### STUDY TEXT:
= Beginning of Section =

Asia Pacific Gaming
MGM China Buys Parent’s Mainland Hospitality Arm for $20M
Posted on: June 30, 2026, 08:27h.
Last updated on: July 1, 2026, 04:55h.
MGM China paid $20 million to acquire MGM Asia-Pacific Ltd from its parent company, paving the way for the Macau casino operator to expand its mainland hospitality footprint.

MGM Asia-Pacific Ltd, which was acquired from MGM Resorts International (NYSE: MGM), runs eight hotels in China and has another dozen projects in the works.
Like its former parent, MGM Asia-Pacific operates an asset-lite model, meaning it doesn’t own those hotels. Rather, it’s a hospitality management company leveraging the famed MGM brand.
“[MGM China] considers that the Acquisition represents a strategic opportunity for the Group to consolidate and strengthen its presence in the hospitality management and cultural tourism sectors in Greater China,” according to a company filing with the Hong Kong Stock Exchange. “Following completion of the Acquisition, the Company will obtain strategic and operational control over the Target Group through its management rights and will be able to align their business with the Group’s long-term development strategy.”
Las Vegas-based MGM Resorts owns about 56% of MGM China, which operates two casino hotels in Macau.
Bolt-On Buy for MGM China
For MGM China, which runs MGM Cotai and MGM Macau, the deal for MGM Asia-Pacific can be considered a bolt-on acquisition – one requiring minimal capital outlay, but also one that could pay dividends over the long term.
It must be noted that the hotels managed by the selling entity are not gaming venues. Casino gaming is not allowed in any Chinese territory outside of Macau. However, the buyer is gaining an avenue to further promote itself on the mainland, potentially gaining a funnel through which it can lure new guests to its Macau integrated resorts.
The seller “has established a meaningful market presence, with 8 operational hotels, a pipeline of more than 12 active projects and access to over 1.5 million ‘Mlife’ loyalty program members,’ according to the statement. The Group will assume the operating history, brand platform, and relationship network that MGM Hospitality has developed over nearly two decades.”
Not a Big Deal for MGM
For MGM Resorts, the largest operator of casino hotels on the Las Vegas Strip, a $20 million transaction doesn’t move the needle much, particularly when considering that’s a pre-tax figure for a global giant.
MGM is currently mulling an $18 billion takeover proposal from its largest shareholder, Barry Diller’s People Inc. (NASDAQ: PPLI), to buy out the remaining shares of the casino operator and take it private—confirming the parent company has much bigger fish to fry than dealing with a small hotel management business in China.

= End of Section =

### DIRECTIONS FOR THIS TASK:
State whether each statement below agrees with the article on MGM China's purchase of MGM Asia-Pacific, answering yes or no and quoting the words of the article that decide it. 1. MGM Asia-Pacific Ltd owns the eight hotels it runs in China. 2. MGM Resorts International holds roughly 56% of MGM China. 3. Casino gaming is offered at the hotels managed by MGM Asia-Pacific.

### RECORDS SHOWN:

= Beginning of Section =

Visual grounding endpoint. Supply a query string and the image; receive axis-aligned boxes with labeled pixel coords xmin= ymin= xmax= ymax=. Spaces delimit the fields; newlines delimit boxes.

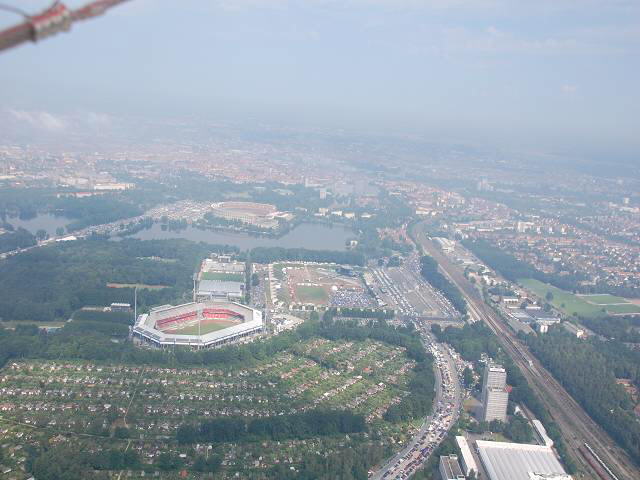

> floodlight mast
xmin=0 ymin=0 xmax=128 ymax=52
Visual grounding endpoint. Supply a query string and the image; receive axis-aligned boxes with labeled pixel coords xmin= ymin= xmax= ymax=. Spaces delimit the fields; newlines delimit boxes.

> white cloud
xmin=9 ymin=110 xmax=67 ymax=132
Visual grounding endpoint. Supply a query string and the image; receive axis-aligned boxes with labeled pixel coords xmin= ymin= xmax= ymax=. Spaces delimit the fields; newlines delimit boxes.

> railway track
xmin=418 ymin=233 xmax=640 ymax=480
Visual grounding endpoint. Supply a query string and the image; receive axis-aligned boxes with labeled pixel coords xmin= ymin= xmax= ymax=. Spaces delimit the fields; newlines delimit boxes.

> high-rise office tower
xmin=482 ymin=363 xmax=509 ymax=422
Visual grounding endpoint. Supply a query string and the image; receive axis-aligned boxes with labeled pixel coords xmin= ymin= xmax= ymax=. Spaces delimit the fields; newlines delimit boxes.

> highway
xmin=369 ymin=325 xmax=462 ymax=480
xmin=417 ymin=227 xmax=640 ymax=480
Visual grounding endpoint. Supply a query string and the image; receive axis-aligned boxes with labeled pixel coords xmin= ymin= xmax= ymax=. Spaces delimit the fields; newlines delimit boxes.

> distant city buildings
xmin=482 ymin=363 xmax=509 ymax=422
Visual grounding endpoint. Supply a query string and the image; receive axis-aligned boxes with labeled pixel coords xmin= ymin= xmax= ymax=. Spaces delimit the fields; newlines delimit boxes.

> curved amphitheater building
xmin=133 ymin=301 xmax=263 ymax=348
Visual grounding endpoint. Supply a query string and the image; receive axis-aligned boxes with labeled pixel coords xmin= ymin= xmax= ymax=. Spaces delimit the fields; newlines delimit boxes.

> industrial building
xmin=482 ymin=363 xmax=509 ymax=422
xmin=476 ymin=440 xmax=571 ymax=480
xmin=439 ymin=455 xmax=465 ymax=480
xmin=456 ymin=435 xmax=479 ymax=477
xmin=193 ymin=255 xmax=246 ymax=302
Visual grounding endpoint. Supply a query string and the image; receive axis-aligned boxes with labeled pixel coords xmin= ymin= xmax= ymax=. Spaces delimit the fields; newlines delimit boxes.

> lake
xmin=126 ymin=223 xmax=355 ymax=251
xmin=7 ymin=213 xmax=355 ymax=251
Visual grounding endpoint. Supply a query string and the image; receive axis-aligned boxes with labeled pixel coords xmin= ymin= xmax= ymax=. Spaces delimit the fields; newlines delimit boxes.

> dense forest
xmin=420 ymin=255 xmax=467 ymax=315
xmin=580 ymin=315 xmax=640 ymax=343
xmin=176 ymin=410 xmax=366 ymax=444
xmin=0 ymin=239 xmax=236 ymax=321
xmin=251 ymin=247 xmax=365 ymax=266
xmin=0 ymin=228 xmax=37 ymax=253
xmin=527 ymin=328 xmax=640 ymax=461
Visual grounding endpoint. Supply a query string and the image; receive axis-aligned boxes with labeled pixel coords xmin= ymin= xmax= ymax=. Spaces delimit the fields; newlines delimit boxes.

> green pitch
xmin=295 ymin=285 xmax=329 ymax=303
xmin=578 ymin=293 xmax=629 ymax=305
xmin=168 ymin=322 xmax=235 ymax=335
xmin=200 ymin=272 xmax=244 ymax=282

= End of Section =

### TASK SOLUTION:
1. No: "meaning it doesn’t own those hotels"
2. Yes: "Las Vegas-based MGM Resorts owns about 56% of MGM China"
3. No: "the hotels managed by the selling entity are not gaming venues"